The distribution of sample means will not be normal when it is based on small samples (n < 30) selected from a population that is not normal. However, the distribution of sample means is normal for large samples (equal or greater than 30) even if your original data is not normal. If your original data is normal, then the distribution of sample means will always be normal.
Describe the homogeneity of variance assumption and explain why it is important for the independent measures t test
The homogeneity of variance assumption specifies that the variances are equal for the two populations from which the samples are obtained. If this assumption is violated, the t statistic can cause misleading conclusions for a hypothesis test.
Although there is a popular belief that herbal remedies such as Ginkgo biloba and Ginsen may improve learning and memory in healthy adults, these effects are usually not supported by well controlled research. In a typical study, a researcher obtains a sample of n=16 participants and has each person take the herbal supplements every day for 90 days. At the end of the 90 days, each person takes a standardized memory test. For the general population, scores from the test form a normal distribution with a mean of mu=50 and a standard deviation of sigma=12. The sample of research participants had an average of M=54. a) Assuming a two-tailed test, state the null hypothesis in a sentence that includes the two variables being examined. b)Using the standard 4-step procedure, conduct a two tailed hypothesis test with alpha=0.05 to evaluate the effect of the supplements
a) The null hypothesis states that the herb has no effect on memory scores b) step 1: Ho: mu= 50 (even with the herbs, the mean is still 50 so did not change) Hi: mu cannot equal 50 (the mean has changed with the herb Step 2: The critical region consists of z-scores beyond +- 1.96. This test is two-taield with an alpha level of 0.05 Step 3: For these data, the standard error is: 12/sqrt(16) = 3 and z= (54-50)/3 = +1.33 Step 4: -Fail to reject the null hypothesis -The herbal supplements do not have a significant effect on memory scores - z=+1.33, p<0.05, d=(4/12) 0.33
If the population standard deviation is sigma = 10, how large a sample is necessary to have a standard error that is a. less than 5 points? b. less than 2 points? c. less than 1 point?
a. 5 = 10/squar root n ; n > 4 b. 2 = 10/squar root n ; n > 25 c. 1 = 10/squar root n ; n > 100 ** Note: as sample size (n) goes up, the standard error (of the means) decreases, assuming the variance does not change.

---*---

## What to do
1. Rewrite the paragraph of the statistics text that begins "The distribution of sample means will not be normal" as a short list that keeps its main facts.
2. Pick up the statistics text after its last line and write the next part in the same style.
The data that come after this have nothing to do with the statistics text.

---*---

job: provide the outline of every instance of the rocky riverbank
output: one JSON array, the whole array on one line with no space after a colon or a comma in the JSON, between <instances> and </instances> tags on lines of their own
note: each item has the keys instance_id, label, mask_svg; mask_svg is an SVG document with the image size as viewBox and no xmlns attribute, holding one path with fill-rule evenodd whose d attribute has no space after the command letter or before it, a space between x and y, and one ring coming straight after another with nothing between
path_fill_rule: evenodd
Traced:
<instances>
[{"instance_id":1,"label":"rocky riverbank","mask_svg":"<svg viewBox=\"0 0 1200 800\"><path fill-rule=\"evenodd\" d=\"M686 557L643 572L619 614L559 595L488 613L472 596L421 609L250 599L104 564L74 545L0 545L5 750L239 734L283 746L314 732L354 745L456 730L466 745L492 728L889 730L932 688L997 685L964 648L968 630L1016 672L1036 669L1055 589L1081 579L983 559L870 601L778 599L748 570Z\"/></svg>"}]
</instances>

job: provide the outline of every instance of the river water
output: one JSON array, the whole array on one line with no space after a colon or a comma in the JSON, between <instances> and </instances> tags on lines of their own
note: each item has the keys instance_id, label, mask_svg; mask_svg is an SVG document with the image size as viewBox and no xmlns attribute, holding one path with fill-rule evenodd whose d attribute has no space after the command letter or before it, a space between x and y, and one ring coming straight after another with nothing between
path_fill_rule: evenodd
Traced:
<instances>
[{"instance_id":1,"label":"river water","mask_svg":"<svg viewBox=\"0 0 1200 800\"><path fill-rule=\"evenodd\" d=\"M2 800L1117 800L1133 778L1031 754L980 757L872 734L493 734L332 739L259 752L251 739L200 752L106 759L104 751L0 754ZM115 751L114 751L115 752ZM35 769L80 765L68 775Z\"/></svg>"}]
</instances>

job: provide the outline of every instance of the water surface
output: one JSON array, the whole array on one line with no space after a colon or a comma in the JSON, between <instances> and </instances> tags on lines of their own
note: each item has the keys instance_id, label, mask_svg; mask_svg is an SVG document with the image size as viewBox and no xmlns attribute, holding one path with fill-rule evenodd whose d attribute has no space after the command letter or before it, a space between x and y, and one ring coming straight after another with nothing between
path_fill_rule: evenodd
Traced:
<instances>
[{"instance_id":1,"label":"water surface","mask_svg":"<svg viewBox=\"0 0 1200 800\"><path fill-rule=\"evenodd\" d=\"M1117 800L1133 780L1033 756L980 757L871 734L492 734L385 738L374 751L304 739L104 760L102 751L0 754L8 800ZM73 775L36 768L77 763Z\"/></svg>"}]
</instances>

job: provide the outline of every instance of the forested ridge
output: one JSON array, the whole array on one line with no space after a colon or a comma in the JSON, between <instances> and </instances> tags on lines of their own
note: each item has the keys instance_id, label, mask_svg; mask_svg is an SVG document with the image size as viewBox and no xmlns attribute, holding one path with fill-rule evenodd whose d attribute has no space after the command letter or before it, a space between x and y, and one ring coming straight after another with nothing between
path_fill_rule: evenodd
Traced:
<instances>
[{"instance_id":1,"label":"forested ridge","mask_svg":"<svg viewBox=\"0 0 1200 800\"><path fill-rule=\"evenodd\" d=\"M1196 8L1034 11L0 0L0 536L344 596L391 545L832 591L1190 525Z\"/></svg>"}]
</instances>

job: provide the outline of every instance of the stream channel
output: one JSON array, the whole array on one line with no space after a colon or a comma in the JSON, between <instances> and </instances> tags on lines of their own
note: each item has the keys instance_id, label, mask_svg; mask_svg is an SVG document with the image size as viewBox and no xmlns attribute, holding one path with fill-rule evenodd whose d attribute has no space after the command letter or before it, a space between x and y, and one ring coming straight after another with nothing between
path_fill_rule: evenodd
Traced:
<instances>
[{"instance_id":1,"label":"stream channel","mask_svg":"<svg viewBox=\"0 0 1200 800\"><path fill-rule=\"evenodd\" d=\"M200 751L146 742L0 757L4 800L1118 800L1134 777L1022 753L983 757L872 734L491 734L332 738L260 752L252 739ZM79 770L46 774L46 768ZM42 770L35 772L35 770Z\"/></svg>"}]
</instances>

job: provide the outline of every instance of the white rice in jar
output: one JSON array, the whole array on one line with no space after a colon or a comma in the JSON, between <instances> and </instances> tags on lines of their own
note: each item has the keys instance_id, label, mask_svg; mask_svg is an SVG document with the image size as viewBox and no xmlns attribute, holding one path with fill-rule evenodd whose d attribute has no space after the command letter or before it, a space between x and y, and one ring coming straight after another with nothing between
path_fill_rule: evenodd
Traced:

---*---

## Results by task
1.
- Small samples (n < 30) from a population that is not normal: the distribution of sample means is not normal.
- Large samples (n of 30 or more): the distribution of sample means is normal, even if the original data is not.
- Original data that is normal: the distribution of sample means is always normal.

2.
Explain how the power of a hypothesis test is influenced by each of the following. Assume that all other factors are held constant. a) Increasing the alpha level from 0.01 to 0.05 b) Changing from a one-tailed test to a two tailed test
a. Increasing alpha will increase power. The critical value is moved towards the center of the distribution. b. Changing from one- to two-tailed decreases power (if the effect is in the predicted direction). The critical value is moved toward the tail of the distribution.
Briefly define each of the following: a) Distribution of sample means b) Expected value of M c) Standard error of M
a. The distribution of sample means consist of the sample means for all the possible random samples of a specific size (n) from a specific population b. The expected value of M is the mean distribution of sample mean (mu) c. The standard error of M is the standard deviation of distribution of sample means ** Note: Expected value is the (weighted) average or mean (μ) of all the Ms (or X bar). It is what you would expect to get if one sample is selected.
One sample has SS = 60 and a second sample has SS = 48. A)If n = 7 for both samples, find each of the sample variances, and calculate the pooled variance. Because the samples are the same size, you should find that the pooled variance is exactly halfway between the two sample variances. B) Now assume that n = 7 for the first sample and n = 5 for the second. Again, calculate the two sample variances and the pooled variance. You should find that the pooled variance is closer to the variance for the larger sample.
a. The first sample has s2 = 10 and the second has s2 = 8. The pooled variance is 108/12 = 9 (halfway between). b. The first sample has s2 = 10 and the second has s2 = 12. The pooled variance is 108/10 = 10.8 (closer to the variance for the larger sample).
One sample has SS = 36 and a second sample has SS = 18. A)If n = 4 for both samples, find each of the sample variances and compute the pooled variance. Because the samples are the same size, you should find that the pooled variance is exactly halfway between the two sample variances. B)Now assume that n = 4 for the first sample and n = 7 for the second. Again, calculate the two sample variances and the pooled variance. You should find that the pooled variance is closer to the variance for the larger sample.
a. The first sample has s2 = 12 and the second has s2 = 6. The pooled variance is 54/6 = 9(halfway between). b. The first sample has s2 = 12 and the second has s2 = 3. The pooled variance is 54/9 = 6(closer to the variance for the larger sample).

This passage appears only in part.